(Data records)
☆ ☆ ☆ ☆ ☆

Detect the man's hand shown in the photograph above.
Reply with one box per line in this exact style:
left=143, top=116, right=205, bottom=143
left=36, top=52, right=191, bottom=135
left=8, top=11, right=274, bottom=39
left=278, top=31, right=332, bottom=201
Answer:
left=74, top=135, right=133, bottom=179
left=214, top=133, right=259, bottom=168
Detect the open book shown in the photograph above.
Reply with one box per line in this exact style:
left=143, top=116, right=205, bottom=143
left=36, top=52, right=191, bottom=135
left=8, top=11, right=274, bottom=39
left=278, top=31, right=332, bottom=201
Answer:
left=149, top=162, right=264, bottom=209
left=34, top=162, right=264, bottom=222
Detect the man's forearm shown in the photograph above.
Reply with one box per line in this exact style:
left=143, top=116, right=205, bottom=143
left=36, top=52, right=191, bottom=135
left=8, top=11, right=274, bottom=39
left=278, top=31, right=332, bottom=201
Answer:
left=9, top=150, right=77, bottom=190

☆ ☆ ☆ ☆ ☆

## Exercise directions
Copy all of the material above word for word, leaving every line unchanged.

## Answer for this exercise
Detect the man's hand shown in the photograph above.
Reply with one box per line in this exact style:
left=143, top=116, right=205, bottom=143
left=36, top=52, right=191, bottom=135
left=8, top=11, right=274, bottom=39
left=278, top=31, right=332, bottom=201
Answer:
left=74, top=135, right=133, bottom=179
left=214, top=133, right=259, bottom=168
Detect the open book shown in the photograph above.
Reply with one box per line in this exact style:
left=143, top=116, right=205, bottom=143
left=36, top=52, right=191, bottom=135
left=8, top=11, right=274, bottom=39
left=278, top=31, right=332, bottom=201
Answer:
left=149, top=162, right=264, bottom=209
left=34, top=162, right=264, bottom=222
Detect the man's forearm shown in the photograph above.
Reply with one box per line in this exact style:
left=143, top=116, right=205, bottom=143
left=36, top=52, right=191, bottom=135
left=8, top=11, right=274, bottom=39
left=278, top=31, right=332, bottom=201
Answer:
left=9, top=150, right=77, bottom=190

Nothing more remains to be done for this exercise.